Start of DATA TO EXAMINE
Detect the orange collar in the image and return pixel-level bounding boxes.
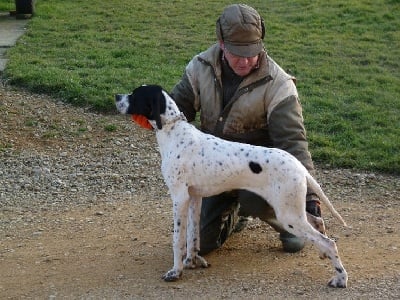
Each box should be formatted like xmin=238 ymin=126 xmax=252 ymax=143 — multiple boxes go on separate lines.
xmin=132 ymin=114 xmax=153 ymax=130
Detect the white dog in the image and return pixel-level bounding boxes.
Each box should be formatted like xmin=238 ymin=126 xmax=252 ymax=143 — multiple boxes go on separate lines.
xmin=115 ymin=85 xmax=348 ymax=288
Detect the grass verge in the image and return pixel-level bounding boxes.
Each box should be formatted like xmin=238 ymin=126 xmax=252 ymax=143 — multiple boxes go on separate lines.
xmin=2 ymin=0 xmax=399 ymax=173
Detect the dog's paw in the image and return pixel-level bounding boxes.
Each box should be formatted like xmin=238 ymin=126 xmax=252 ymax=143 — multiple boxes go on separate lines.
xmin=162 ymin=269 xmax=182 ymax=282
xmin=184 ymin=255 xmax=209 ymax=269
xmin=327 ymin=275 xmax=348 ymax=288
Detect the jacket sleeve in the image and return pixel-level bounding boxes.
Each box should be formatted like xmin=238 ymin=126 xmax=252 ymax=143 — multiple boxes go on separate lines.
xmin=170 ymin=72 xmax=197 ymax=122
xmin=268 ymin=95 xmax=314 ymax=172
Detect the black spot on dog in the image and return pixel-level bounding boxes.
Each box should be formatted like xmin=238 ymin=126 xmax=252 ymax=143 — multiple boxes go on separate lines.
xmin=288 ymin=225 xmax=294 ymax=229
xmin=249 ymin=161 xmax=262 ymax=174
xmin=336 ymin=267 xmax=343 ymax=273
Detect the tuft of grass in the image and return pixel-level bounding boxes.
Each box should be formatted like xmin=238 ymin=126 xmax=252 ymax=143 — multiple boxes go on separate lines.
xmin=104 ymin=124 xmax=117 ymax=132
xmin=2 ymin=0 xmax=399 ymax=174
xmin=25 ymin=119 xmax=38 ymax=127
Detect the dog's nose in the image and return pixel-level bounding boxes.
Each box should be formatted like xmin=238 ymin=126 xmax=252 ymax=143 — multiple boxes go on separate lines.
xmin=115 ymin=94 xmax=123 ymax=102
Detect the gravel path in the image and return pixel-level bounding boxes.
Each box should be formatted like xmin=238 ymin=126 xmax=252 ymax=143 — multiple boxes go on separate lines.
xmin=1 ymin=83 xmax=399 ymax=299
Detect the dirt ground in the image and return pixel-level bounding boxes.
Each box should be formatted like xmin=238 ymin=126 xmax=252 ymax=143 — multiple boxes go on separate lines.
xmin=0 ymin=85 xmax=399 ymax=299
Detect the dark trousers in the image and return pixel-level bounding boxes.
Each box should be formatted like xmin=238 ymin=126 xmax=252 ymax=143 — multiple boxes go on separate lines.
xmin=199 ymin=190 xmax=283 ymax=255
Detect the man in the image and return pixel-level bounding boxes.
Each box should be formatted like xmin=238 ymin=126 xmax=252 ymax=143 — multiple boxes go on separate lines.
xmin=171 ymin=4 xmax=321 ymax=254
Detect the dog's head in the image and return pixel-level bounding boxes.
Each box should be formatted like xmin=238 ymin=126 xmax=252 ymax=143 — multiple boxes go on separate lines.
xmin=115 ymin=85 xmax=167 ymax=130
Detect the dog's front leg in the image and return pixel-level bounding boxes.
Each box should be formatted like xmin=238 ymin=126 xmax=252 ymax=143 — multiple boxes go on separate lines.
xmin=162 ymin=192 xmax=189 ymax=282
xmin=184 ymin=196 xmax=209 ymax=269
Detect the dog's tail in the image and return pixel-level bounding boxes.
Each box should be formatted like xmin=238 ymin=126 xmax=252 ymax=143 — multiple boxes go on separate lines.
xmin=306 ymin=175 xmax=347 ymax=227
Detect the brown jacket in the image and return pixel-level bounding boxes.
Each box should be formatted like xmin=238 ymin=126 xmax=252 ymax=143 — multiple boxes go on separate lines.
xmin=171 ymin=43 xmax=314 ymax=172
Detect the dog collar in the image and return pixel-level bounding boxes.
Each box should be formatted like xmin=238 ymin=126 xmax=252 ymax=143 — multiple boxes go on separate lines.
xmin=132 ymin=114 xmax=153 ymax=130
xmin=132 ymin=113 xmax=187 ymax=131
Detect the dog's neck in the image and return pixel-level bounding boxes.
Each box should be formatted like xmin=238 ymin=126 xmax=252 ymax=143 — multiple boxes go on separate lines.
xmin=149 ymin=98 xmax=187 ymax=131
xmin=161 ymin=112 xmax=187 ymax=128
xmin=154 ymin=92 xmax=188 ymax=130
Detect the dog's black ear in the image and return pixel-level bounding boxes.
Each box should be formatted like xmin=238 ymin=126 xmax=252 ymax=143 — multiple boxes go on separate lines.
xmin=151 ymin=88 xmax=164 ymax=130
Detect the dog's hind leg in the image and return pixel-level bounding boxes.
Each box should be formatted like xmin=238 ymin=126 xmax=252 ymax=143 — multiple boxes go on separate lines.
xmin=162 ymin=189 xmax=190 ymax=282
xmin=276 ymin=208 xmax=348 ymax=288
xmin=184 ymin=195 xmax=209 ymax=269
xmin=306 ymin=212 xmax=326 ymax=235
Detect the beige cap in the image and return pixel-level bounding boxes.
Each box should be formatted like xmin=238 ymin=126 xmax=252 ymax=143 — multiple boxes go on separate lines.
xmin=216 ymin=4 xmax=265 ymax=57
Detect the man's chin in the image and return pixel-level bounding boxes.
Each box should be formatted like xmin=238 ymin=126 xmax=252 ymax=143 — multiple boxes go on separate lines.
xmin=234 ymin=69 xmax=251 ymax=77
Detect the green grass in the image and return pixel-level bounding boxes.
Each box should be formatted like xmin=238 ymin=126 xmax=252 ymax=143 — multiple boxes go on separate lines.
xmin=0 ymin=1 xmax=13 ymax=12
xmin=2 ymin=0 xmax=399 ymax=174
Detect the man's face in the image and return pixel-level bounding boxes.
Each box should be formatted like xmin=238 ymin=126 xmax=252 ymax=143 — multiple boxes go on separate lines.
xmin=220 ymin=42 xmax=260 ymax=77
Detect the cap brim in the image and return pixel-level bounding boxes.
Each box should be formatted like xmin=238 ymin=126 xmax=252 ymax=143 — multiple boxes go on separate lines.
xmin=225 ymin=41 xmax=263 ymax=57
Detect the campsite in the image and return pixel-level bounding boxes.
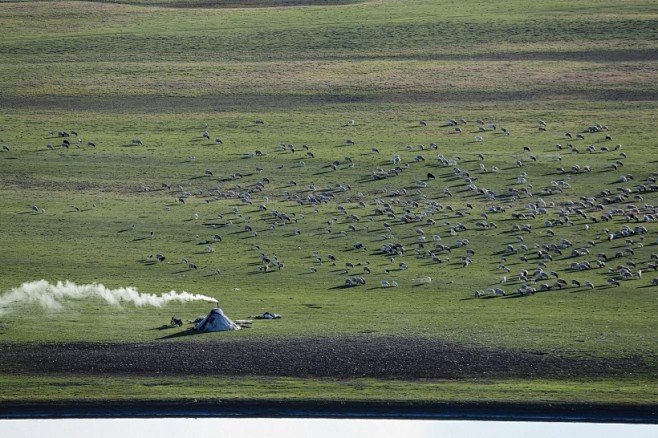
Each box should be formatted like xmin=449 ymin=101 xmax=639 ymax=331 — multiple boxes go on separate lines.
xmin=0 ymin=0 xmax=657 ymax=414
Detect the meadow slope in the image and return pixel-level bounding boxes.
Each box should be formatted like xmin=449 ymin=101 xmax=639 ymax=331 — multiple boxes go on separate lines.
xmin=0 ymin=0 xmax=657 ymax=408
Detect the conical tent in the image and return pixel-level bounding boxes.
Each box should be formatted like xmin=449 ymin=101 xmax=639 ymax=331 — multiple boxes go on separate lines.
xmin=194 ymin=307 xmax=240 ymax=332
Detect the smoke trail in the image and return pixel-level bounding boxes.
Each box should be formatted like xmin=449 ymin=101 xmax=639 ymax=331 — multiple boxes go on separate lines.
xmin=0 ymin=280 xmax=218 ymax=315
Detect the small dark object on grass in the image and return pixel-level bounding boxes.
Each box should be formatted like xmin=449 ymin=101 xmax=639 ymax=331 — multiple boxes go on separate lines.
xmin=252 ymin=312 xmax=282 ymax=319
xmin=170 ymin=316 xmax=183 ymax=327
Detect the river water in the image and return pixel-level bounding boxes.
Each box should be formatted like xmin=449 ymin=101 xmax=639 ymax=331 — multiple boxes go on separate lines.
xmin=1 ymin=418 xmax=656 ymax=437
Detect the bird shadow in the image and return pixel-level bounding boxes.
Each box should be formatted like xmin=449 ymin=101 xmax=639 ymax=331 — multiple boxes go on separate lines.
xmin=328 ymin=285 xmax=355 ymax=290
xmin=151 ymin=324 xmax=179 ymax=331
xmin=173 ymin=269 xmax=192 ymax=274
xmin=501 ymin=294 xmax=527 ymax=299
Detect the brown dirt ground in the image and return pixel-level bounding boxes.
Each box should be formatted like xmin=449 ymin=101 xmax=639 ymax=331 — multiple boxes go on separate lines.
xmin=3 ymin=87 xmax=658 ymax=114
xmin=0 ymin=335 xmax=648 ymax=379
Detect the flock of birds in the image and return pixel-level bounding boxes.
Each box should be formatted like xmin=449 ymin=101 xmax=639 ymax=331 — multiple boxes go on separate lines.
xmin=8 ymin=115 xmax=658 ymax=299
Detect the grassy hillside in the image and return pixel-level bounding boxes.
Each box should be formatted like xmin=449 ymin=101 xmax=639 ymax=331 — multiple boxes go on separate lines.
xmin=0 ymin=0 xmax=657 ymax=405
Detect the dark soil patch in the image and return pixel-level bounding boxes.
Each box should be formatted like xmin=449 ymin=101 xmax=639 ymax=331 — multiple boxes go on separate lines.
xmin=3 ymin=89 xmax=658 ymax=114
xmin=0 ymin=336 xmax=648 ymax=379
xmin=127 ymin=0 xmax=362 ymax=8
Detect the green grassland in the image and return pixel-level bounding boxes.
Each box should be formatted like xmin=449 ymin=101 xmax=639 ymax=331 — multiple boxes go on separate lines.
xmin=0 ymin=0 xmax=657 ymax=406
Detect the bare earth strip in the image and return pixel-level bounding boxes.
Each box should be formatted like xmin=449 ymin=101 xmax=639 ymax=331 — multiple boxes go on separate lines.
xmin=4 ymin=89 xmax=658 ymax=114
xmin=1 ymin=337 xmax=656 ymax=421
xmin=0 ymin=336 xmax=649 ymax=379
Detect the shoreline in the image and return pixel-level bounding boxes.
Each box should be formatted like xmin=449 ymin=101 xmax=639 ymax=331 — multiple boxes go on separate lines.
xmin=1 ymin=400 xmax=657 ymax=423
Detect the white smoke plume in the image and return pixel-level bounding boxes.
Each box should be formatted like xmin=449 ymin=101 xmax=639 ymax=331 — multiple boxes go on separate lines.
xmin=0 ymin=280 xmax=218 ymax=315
End of DATA TO EXAMINE
Start of DATA TO EXAMINE
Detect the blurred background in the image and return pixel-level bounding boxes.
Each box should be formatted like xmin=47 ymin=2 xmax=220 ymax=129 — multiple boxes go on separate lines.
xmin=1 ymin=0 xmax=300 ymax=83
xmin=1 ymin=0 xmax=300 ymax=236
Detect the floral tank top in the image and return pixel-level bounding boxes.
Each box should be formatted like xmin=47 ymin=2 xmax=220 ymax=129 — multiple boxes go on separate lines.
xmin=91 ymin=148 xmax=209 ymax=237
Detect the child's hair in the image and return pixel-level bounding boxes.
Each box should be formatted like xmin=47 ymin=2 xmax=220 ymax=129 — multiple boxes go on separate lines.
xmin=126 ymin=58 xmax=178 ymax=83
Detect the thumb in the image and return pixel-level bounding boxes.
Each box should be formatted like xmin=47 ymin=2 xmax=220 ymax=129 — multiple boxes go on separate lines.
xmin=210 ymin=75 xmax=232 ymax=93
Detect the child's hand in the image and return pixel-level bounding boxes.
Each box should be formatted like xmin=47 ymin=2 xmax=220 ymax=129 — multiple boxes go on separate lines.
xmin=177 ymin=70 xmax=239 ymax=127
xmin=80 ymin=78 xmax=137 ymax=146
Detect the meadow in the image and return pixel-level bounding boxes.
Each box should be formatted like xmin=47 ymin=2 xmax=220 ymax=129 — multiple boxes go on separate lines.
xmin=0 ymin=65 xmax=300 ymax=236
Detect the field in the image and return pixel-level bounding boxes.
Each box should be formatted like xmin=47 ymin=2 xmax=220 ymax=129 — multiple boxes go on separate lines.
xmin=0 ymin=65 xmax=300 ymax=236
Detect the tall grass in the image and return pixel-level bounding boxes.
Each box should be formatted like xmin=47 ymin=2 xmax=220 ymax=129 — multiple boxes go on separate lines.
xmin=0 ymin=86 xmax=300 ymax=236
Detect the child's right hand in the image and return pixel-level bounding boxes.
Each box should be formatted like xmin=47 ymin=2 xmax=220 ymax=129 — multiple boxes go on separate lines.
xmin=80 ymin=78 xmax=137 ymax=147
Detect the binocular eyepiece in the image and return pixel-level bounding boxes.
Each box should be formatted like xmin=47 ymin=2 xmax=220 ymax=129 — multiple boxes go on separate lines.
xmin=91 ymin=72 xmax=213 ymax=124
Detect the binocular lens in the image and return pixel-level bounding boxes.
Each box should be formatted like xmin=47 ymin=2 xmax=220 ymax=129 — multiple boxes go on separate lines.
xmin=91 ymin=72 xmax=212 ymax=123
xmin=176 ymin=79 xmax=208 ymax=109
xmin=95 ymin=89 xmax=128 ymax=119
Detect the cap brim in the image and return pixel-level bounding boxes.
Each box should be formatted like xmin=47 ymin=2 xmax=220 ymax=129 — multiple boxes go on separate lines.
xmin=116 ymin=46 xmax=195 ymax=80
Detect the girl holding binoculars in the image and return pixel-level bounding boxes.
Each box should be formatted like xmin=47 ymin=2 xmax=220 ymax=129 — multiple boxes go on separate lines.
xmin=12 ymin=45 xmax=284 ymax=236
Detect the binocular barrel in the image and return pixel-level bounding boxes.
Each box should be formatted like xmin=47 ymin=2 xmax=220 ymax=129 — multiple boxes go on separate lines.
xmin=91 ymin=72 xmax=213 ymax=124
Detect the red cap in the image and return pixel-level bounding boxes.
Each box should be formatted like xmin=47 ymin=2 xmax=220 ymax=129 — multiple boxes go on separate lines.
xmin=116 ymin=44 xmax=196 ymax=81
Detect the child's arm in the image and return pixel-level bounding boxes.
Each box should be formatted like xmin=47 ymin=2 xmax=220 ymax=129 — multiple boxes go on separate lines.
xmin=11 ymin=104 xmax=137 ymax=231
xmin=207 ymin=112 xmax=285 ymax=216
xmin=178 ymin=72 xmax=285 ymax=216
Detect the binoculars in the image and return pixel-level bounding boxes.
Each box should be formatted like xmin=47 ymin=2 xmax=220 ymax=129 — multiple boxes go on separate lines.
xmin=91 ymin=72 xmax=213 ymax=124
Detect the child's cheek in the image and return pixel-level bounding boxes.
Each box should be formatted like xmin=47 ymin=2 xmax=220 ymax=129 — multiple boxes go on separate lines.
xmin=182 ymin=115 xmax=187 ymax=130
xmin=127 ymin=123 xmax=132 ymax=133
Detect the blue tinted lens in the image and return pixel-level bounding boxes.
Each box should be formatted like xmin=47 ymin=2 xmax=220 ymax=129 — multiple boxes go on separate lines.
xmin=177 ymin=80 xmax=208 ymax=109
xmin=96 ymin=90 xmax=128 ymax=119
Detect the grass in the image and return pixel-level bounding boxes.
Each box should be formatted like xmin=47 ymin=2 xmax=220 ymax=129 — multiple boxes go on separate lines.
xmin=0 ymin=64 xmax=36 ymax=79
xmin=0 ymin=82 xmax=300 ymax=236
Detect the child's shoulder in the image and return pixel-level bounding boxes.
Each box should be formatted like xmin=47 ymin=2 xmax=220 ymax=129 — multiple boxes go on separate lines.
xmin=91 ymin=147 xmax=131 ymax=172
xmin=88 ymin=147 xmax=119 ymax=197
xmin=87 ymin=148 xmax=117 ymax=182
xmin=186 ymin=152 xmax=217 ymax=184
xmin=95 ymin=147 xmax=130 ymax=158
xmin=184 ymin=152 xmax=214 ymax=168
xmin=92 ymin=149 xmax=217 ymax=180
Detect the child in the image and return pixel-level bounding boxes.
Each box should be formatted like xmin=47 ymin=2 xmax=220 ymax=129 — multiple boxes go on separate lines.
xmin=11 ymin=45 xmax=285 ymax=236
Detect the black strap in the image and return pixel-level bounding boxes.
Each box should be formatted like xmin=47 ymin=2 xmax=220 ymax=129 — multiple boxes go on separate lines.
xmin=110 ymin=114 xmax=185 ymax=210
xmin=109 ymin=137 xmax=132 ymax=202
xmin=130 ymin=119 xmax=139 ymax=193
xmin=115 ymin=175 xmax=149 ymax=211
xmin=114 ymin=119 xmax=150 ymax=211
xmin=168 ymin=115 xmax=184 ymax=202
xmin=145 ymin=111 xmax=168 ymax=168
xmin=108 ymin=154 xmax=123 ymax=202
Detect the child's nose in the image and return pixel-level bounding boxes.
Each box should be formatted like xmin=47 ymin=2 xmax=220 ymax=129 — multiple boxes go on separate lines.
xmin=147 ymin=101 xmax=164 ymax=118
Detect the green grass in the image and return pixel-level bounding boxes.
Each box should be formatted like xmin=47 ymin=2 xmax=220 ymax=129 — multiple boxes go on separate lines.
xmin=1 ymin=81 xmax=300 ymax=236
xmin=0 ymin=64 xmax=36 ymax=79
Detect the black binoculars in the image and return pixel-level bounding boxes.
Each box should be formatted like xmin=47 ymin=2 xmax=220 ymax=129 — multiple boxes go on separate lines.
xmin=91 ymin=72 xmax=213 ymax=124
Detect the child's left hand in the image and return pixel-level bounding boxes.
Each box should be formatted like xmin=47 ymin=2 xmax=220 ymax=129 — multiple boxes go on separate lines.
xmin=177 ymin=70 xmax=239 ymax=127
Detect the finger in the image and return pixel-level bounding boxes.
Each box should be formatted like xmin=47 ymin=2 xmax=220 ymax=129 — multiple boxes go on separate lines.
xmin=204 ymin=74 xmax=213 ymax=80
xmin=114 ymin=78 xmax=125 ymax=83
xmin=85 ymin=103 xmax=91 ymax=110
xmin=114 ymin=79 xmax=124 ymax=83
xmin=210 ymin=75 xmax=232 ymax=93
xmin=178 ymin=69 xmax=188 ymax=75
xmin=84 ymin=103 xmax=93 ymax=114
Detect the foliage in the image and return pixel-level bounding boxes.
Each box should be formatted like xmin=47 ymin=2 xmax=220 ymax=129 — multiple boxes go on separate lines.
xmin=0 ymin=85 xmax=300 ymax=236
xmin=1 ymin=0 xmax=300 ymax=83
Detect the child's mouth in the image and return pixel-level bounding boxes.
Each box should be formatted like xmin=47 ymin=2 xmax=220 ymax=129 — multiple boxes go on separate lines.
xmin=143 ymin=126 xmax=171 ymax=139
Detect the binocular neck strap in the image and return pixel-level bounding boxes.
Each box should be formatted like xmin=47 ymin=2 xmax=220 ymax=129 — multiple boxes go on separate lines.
End of DATA TO EXAMINE
Start of DATA TO EXAMINE
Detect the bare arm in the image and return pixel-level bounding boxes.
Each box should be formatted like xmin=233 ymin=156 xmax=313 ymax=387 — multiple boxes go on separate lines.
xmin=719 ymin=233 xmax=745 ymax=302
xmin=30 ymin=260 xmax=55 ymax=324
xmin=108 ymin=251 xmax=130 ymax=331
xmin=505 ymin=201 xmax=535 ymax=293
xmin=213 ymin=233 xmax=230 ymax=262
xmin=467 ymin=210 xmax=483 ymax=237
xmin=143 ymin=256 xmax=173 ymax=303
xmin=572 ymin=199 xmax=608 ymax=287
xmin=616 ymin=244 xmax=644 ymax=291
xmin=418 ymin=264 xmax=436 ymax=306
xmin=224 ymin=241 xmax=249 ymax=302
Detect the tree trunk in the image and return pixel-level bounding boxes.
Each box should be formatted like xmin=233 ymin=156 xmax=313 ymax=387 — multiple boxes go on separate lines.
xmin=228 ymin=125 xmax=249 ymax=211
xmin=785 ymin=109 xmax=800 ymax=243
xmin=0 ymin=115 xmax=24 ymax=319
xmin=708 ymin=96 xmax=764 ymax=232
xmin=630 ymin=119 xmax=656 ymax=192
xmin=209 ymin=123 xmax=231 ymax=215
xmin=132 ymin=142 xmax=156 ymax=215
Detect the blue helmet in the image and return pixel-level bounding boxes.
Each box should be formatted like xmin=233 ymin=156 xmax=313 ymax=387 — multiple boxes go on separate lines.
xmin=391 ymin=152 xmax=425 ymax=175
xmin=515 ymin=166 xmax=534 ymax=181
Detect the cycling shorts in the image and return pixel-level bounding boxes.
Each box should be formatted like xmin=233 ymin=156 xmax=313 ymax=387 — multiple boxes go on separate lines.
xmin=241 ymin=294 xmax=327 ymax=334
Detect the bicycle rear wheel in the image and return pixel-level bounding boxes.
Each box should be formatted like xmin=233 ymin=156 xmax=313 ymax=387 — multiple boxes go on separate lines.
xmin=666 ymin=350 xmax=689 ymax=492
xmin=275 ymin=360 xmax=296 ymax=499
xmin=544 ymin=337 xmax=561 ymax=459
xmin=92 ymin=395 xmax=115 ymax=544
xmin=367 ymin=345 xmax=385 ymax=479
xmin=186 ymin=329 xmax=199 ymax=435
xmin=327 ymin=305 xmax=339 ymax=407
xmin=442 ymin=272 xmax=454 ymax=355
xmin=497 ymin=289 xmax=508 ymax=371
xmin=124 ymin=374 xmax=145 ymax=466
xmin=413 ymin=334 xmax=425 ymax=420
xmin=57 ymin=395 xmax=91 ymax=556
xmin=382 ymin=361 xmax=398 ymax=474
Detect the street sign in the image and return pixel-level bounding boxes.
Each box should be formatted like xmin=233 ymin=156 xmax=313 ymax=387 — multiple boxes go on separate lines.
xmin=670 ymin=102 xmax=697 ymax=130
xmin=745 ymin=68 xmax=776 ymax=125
End of DATA TO EXAMINE
**AIM OF THE EXERCISE**
Would you please filter the lines above and copy every one that includes "blue"?

**SOLUTION FOR THIS PROBLEM**
Detect the blue tinted lens in the image and return pixel-level bounding boxes.
Detect the blue helmet in the image and return pixel-level bounding boxes.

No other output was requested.